START Raw data

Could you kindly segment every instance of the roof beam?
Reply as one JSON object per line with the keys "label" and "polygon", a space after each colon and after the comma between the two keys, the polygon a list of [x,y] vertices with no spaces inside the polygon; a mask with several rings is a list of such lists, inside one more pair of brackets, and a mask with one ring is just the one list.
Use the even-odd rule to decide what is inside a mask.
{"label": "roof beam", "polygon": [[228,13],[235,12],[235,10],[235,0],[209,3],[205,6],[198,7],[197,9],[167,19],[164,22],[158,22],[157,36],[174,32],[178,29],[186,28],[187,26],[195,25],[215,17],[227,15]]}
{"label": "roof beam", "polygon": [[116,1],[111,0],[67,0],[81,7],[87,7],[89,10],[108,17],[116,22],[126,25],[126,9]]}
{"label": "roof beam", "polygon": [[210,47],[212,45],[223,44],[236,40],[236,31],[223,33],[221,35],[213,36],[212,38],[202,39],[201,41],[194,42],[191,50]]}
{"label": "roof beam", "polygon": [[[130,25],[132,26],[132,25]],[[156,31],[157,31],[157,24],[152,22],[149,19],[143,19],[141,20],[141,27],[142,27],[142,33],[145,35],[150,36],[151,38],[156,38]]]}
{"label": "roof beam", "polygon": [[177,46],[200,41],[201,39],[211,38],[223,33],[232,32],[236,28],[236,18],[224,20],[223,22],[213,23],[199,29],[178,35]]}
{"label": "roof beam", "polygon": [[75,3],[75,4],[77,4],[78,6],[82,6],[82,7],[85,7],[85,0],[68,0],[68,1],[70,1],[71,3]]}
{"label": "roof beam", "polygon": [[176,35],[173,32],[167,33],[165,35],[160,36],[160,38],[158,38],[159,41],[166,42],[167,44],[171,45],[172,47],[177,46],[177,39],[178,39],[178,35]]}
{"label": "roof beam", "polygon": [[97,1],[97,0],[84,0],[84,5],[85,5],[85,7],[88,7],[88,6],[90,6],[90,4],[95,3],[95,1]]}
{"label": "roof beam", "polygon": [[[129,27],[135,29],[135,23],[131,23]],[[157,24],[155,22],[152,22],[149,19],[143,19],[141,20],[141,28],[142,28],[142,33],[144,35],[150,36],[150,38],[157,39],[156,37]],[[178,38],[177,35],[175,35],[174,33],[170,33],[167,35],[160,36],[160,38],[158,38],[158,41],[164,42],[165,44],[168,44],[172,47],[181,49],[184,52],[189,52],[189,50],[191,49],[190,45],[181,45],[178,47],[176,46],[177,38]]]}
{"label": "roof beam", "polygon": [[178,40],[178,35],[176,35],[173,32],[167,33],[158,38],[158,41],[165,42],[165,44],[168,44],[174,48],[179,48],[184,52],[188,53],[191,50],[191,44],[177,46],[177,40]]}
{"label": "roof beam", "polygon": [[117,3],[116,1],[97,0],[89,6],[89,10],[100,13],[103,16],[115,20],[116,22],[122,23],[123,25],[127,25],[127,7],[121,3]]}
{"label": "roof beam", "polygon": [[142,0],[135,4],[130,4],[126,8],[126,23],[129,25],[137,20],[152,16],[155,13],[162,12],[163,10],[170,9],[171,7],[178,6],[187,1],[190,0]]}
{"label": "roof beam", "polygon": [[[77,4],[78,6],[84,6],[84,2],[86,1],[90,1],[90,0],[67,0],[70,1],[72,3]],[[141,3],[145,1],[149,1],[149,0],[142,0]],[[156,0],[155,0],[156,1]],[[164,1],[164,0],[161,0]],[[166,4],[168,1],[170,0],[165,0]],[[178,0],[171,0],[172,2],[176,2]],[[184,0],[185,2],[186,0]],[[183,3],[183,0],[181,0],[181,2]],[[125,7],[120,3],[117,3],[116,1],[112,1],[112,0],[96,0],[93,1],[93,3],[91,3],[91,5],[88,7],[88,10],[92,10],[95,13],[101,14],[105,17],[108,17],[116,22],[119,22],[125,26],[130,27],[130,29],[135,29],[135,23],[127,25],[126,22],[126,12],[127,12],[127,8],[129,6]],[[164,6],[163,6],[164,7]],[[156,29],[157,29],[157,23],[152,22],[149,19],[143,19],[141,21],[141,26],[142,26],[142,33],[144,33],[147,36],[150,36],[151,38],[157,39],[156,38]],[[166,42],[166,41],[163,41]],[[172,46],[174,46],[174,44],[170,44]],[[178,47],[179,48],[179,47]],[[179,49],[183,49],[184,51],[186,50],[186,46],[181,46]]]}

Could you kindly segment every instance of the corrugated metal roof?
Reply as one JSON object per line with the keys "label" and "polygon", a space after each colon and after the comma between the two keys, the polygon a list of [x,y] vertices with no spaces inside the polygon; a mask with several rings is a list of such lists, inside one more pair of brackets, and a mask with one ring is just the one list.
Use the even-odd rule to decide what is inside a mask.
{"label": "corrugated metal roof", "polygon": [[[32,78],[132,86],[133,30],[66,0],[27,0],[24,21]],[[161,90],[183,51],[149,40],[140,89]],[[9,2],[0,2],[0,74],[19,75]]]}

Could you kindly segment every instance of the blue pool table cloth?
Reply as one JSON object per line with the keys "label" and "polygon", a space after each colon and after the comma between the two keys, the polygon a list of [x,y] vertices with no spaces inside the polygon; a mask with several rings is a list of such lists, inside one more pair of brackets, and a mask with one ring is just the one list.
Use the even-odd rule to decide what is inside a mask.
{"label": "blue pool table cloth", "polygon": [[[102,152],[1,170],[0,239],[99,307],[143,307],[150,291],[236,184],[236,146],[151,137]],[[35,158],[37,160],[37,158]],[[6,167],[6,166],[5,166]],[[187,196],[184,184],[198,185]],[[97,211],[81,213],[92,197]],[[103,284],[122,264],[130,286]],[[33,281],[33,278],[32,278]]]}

END Raw data

• **Description of the task**: The full listing is to be restated word for word.

• **Expected output**:
Could you kindly segment every instance of the roof beam?
Reply as one JSON object per line with the keys "label" and "polygon", a space after each colon and after the comma between the two keys, the polygon a list of [x,y] vertices with no spaces inside the polygon; a mask with several rings is a list of such lists, inside one more pair of brackets, and a mask with one ring is just the one list.
Use the even-odd rule to decide what is inside a mask.
{"label": "roof beam", "polygon": [[228,13],[235,12],[235,10],[235,0],[209,3],[205,6],[198,7],[197,9],[167,19],[164,22],[158,22],[157,36],[174,32],[178,29],[186,28],[187,26],[195,25],[215,17],[227,15]]}
{"label": "roof beam", "polygon": [[116,1],[111,0],[67,0],[81,7],[87,7],[89,10],[108,17],[116,22],[126,25],[126,9]]}
{"label": "roof beam", "polygon": [[210,47],[212,45],[223,44],[236,40],[236,31],[223,33],[221,35],[213,36],[212,38],[202,39],[201,41],[194,42],[191,50]]}
{"label": "roof beam", "polygon": [[[130,25],[132,26],[132,25]],[[156,31],[157,31],[157,24],[152,22],[149,19],[143,19],[141,20],[141,27],[142,27],[142,33],[145,35],[150,36],[151,38],[156,38]]]}
{"label": "roof beam", "polygon": [[177,46],[200,41],[201,39],[211,38],[223,33],[232,32],[236,28],[236,18],[224,20],[223,22],[213,23],[199,29],[178,35]]}
{"label": "roof beam", "polygon": [[75,3],[75,4],[77,4],[78,6],[82,6],[82,7],[85,7],[85,0],[68,0],[68,1],[70,1],[71,3]]}
{"label": "roof beam", "polygon": [[176,35],[173,32],[167,33],[165,35],[160,36],[160,38],[158,38],[159,41],[166,42],[167,44],[171,45],[172,47],[177,46],[177,39],[178,39],[178,35]]}
{"label": "roof beam", "polygon": [[97,1],[97,0],[84,0],[84,5],[85,5],[85,7],[88,7],[88,6],[90,6],[90,4],[95,3],[95,1]]}
{"label": "roof beam", "polygon": [[[129,27],[135,29],[135,23],[131,23]],[[157,24],[155,22],[152,22],[149,19],[143,19],[141,20],[141,28],[142,28],[142,33],[144,35],[150,36],[150,38],[157,39],[156,37]],[[178,38],[177,35],[175,35],[174,33],[170,33],[167,35],[160,36],[160,38],[158,38],[158,41],[164,42],[165,44],[168,44],[172,47],[181,49],[184,52],[189,52],[189,50],[191,49],[190,45],[181,45],[178,47],[176,46],[177,38]]]}
{"label": "roof beam", "polygon": [[178,40],[178,35],[176,35],[173,32],[167,33],[158,38],[158,41],[165,42],[165,44],[168,44],[174,48],[179,48],[184,52],[188,53],[191,50],[191,44],[177,46],[177,40]]}
{"label": "roof beam", "polygon": [[117,3],[116,1],[97,0],[89,6],[89,10],[100,13],[103,16],[115,20],[116,22],[122,23],[123,25],[127,25],[127,7],[121,3]]}
{"label": "roof beam", "polygon": [[142,0],[135,4],[130,4],[126,8],[126,23],[129,25],[137,20],[152,16],[155,13],[162,12],[163,10],[170,9],[171,7],[178,6],[187,1],[190,0]]}
{"label": "roof beam", "polygon": [[[77,4],[78,6],[84,6],[84,2],[86,1],[90,1],[90,0],[67,0],[70,1],[72,3]],[[141,3],[145,1],[149,1],[149,0],[142,0]],[[156,0],[155,0],[156,1]],[[164,1],[164,0],[161,0]],[[166,4],[168,1],[170,0],[165,0]],[[178,0],[171,0],[172,2],[176,2]],[[184,0],[185,2],[186,0]],[[183,3],[183,0],[181,0],[181,2]],[[125,7],[120,3],[117,3],[116,1],[112,1],[112,0],[96,0],[93,1],[93,3],[91,3],[91,5],[88,7],[88,10],[92,10],[95,13],[101,14],[105,17],[108,17],[116,22],[119,22],[125,26],[130,27],[130,29],[135,29],[135,23],[127,25],[126,22],[126,12],[127,12],[127,8],[129,6]],[[164,6],[163,6],[164,7]],[[156,29],[157,29],[157,23],[152,22],[149,19],[143,19],[141,21],[141,26],[142,26],[142,33],[144,33],[147,36],[150,36],[151,38],[157,39],[156,38]],[[166,42],[166,41],[163,41]],[[172,46],[174,46],[174,44],[170,44]],[[178,47],[179,48],[179,47]],[[179,49],[183,49],[184,51],[186,50],[186,46],[181,46]]]}

Could you kindly segment every instance of the corrugated metal roof?
Reply as one JSON object per line with the keys "label" and "polygon", a space after each colon and after the comma between the two keys, the polygon a list of [x,y] vertices with no spaces inside the polygon; a mask with several rings is a list of such lists, inside one more pair of brackets, and a mask with one ring is just the one list.
Use the even-odd rule to decide what is inside a mask.
{"label": "corrugated metal roof", "polygon": [[[32,78],[132,86],[133,30],[66,0],[27,0],[24,21]],[[161,90],[183,51],[149,40],[140,89]],[[9,2],[0,2],[0,74],[19,75]]]}

Could you kindly segment every instance of the blue pool table cloth?
Reply as one JSON object per line with the keys "label" and "polygon", a space after each colon and after the comma between the two keys, the polygon a list of [x,y] vertices with no spaces inside the polygon; a mask with several rings is a list of such lists, inside one more pair of brackets, and a mask with one ring is just the one list.
Use the even-odd rule to decide what is inside a mask.
{"label": "blue pool table cloth", "polygon": [[[102,152],[1,170],[0,239],[99,307],[143,307],[150,291],[236,184],[236,146],[151,137]],[[35,158],[37,160],[37,158]],[[6,167],[6,166],[5,166]],[[187,196],[184,184],[198,185]],[[97,211],[81,213],[92,197]],[[103,284],[122,264],[130,286]],[[33,281],[33,278],[32,278]]]}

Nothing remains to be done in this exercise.